EXERCISE REQUIREMENTS
Restate the data below word for word, leaving nothing out.
+++ MATERIAL PROVIDED
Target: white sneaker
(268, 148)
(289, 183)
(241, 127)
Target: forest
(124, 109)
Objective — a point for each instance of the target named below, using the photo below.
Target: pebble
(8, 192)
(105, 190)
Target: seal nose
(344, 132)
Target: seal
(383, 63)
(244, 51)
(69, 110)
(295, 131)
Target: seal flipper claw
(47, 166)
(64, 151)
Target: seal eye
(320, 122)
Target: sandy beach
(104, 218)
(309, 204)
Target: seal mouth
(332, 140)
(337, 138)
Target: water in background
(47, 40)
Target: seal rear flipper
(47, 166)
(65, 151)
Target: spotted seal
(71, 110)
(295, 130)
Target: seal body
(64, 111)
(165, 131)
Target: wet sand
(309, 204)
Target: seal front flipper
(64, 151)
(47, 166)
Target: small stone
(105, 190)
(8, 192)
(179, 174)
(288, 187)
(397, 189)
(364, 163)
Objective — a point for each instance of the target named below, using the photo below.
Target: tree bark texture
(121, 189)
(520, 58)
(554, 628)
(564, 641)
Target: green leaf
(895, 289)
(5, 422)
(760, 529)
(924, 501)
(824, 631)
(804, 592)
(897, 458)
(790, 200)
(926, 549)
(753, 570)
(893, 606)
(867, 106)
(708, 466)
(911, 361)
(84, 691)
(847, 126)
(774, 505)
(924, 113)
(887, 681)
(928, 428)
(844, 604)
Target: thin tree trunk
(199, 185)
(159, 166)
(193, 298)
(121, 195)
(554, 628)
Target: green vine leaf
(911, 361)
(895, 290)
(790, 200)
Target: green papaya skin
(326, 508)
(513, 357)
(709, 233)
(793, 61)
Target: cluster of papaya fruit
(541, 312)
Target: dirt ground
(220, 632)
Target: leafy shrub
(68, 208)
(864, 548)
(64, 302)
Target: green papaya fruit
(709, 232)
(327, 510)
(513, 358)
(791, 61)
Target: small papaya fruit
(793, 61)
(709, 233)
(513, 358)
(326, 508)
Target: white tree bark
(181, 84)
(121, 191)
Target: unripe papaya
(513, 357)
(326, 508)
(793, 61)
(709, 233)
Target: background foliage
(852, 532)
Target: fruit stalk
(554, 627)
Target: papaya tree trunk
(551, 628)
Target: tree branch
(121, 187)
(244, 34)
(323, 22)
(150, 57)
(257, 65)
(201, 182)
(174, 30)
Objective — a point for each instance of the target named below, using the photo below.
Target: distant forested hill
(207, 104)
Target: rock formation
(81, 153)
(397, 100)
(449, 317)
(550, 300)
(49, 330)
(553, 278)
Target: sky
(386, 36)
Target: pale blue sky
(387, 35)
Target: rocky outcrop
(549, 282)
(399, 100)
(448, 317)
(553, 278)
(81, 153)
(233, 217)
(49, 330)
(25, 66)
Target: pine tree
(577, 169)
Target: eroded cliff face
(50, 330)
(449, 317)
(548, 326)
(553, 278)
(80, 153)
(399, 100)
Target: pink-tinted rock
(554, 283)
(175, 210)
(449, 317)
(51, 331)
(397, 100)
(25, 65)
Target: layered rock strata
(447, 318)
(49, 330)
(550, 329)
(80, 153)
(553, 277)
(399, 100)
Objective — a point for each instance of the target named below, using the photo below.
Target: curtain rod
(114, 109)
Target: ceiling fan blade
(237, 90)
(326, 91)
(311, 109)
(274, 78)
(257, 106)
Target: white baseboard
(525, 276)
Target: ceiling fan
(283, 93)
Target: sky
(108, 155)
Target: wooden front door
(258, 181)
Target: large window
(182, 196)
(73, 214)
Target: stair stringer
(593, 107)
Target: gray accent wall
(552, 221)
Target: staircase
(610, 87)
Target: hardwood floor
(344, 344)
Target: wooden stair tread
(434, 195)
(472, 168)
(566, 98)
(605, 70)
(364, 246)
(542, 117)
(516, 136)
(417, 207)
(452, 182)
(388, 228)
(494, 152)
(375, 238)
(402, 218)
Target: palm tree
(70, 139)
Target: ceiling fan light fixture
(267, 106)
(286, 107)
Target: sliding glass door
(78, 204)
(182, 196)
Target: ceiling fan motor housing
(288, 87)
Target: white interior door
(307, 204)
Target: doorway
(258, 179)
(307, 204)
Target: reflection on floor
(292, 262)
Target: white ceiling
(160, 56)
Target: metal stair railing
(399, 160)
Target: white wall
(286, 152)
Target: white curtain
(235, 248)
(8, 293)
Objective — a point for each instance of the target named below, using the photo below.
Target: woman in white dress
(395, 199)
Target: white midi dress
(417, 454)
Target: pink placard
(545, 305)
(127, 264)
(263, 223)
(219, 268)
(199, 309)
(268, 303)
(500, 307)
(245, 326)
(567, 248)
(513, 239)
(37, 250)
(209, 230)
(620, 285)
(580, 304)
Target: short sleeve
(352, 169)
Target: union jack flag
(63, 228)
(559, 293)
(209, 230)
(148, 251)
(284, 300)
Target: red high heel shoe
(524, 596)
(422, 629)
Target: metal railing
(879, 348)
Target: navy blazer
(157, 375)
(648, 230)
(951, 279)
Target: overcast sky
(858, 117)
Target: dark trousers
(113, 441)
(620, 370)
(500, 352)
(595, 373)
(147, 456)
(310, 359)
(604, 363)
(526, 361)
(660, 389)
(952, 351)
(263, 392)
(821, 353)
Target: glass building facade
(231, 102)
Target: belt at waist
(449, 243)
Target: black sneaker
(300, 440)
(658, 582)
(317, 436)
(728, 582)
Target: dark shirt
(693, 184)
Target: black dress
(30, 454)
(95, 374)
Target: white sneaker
++++++
RESPONSE FOR THIS EXERCISE
Target: white sneaker
(268, 148)
(289, 183)
(241, 127)
Target: forest
(124, 109)
Objective — a point for each instance of the target named below, using the photo below.
Target: pebble
(8, 192)
(105, 190)
Target: seal nose
(344, 132)
Target: seal
(383, 63)
(244, 51)
(69, 110)
(295, 131)
Target: seal flipper claw
(47, 166)
(64, 151)
Target: seal eye
(320, 122)
Target: sandy beach
(104, 218)
(309, 204)
Target: seal mouth
(332, 140)
(337, 138)
Target: water in background
(47, 40)
Target: seal rear flipper
(47, 166)
(65, 151)
Target: spotted seal
(71, 110)
(295, 130)
Target: seal body
(64, 111)
(165, 131)
Target: wet sand
(309, 204)
Target: seal front flipper
(64, 151)
(47, 166)
Target: small stone
(105, 190)
(8, 192)
(179, 174)
(288, 187)
(397, 189)
(364, 163)
Objective — a point for each instance of the target named below, using the photo below.
Target: tree bark texture
(121, 189)
(520, 58)
(554, 628)
(564, 641)
Target: green leaf
(895, 289)
(5, 422)
(760, 529)
(924, 501)
(824, 631)
(804, 592)
(897, 458)
(790, 200)
(926, 549)
(753, 570)
(893, 606)
(867, 106)
(708, 466)
(911, 361)
(84, 691)
(847, 126)
(774, 505)
(924, 113)
(887, 681)
(928, 428)
(844, 604)
Target: thin tree trunk
(199, 185)
(159, 166)
(193, 298)
(121, 195)
(554, 628)
Target: green vine leaf
(911, 361)
(895, 290)
(790, 200)
Target: green papaya skin
(326, 508)
(513, 357)
(709, 233)
(793, 61)
Target: cluster of papaya fruit
(541, 312)
Target: dirt ground
(220, 632)
Target: leafy shrub
(68, 208)
(864, 548)
(64, 302)
Target: green papaya fruit
(709, 232)
(327, 510)
(513, 358)
(791, 61)
Target: small papaya fruit
(793, 61)
(709, 233)
(513, 358)
(326, 508)
Target: white tree bark
(181, 84)
(121, 191)
Target: unripe papaya
(513, 357)
(326, 508)
(793, 61)
(709, 233)
Target: background foliage
(852, 532)
Target: fruit stalk
(554, 627)
Target: papaya tree trunk
(551, 628)
Target: tree branch
(121, 187)
(244, 34)
(323, 22)
(150, 57)
(257, 65)
(201, 182)
(174, 30)
Objective — a point for each instance of the target named below, using the photo below.
Target: distant forested hill
(207, 104)
Target: rock formation
(81, 153)
(397, 100)
(449, 317)
(550, 300)
(49, 330)
(553, 278)
Target: sky
(386, 36)
Target: pale blue sky
(387, 35)
Target: rocky outcrop
(549, 282)
(399, 100)
(448, 317)
(553, 278)
(81, 153)
(233, 217)
(49, 330)
(25, 66)
Target: pine tree
(577, 169)
Target: eroded cliff face
(50, 330)
(449, 317)
(548, 326)
(553, 278)
(80, 153)
(399, 100)
Target: pink-tinted rock
(554, 283)
(175, 210)
(449, 317)
(51, 331)
(397, 100)
(25, 65)
Target: layered rock strata
(447, 318)
(49, 330)
(550, 329)
(80, 153)
(553, 277)
(399, 100)
Objective — a point for each instance of the target named below, using the photo below.
Target: curtain rod
(114, 109)
Target: ceiling fan blade
(237, 90)
(326, 91)
(311, 109)
(274, 78)
(257, 106)
Target: white baseboard
(525, 276)
Target: ceiling fan
(283, 93)
Target: sky
(108, 155)
Target: wooden front door
(258, 181)
Target: large window
(182, 196)
(73, 214)
Target: stair stringer
(593, 107)
Target: gray accent wall
(552, 221)
Target: staircase
(610, 87)
Target: hardwood floor
(344, 344)
Target: wooden stair tread
(434, 195)
(472, 168)
(566, 98)
(605, 70)
(364, 246)
(542, 117)
(516, 136)
(417, 207)
(452, 182)
(388, 228)
(494, 152)
(375, 238)
(402, 218)
Target: palm tree
(70, 139)
Target: ceiling fan light fixture
(267, 106)
(286, 107)
Target: sliding glass door
(78, 204)
(182, 196)
Target: ceiling fan motor housing
(288, 87)
Target: white interior door
(307, 204)
Target: doorway
(258, 179)
(307, 204)
Target: reflection on floor
(292, 262)
Target: white ceiling
(160, 56)
Target: metal stair railing
(399, 160)
Target: white wall
(286, 152)
Target: white curtain
(235, 248)
(8, 293)
Objective — a point for each instance of the target named below, using the photo below.
Target: woman in white dress
(395, 199)
Target: white midi dress
(417, 454)
Target: pink placard
(545, 305)
(127, 264)
(263, 223)
(219, 268)
(199, 309)
(268, 303)
(500, 307)
(245, 326)
(567, 248)
(513, 239)
(37, 250)
(209, 230)
(620, 285)
(580, 304)
Target: short sleeve
(352, 169)
Target: union jack flag
(63, 228)
(559, 293)
(209, 230)
(148, 251)
(284, 300)
Target: red high heel shoe
(524, 596)
(422, 629)
Target: metal railing
(879, 348)
Target: navy blazer
(157, 375)
(648, 230)
(951, 279)
Target: overcast sky
(858, 117)
Target: dark trousers
(113, 441)
(620, 370)
(500, 352)
(595, 373)
(147, 456)
(310, 359)
(604, 363)
(526, 361)
(660, 389)
(952, 351)
(263, 392)
(821, 353)
Target: glass building facade
(231, 102)
Target: belt at waist
(449, 243)
Target: black sneaker
(300, 440)
(658, 582)
(317, 436)
(728, 582)
Target: dark shirt
(693, 184)
Target: black dress
(30, 454)
(95, 374)
Target: white sneaker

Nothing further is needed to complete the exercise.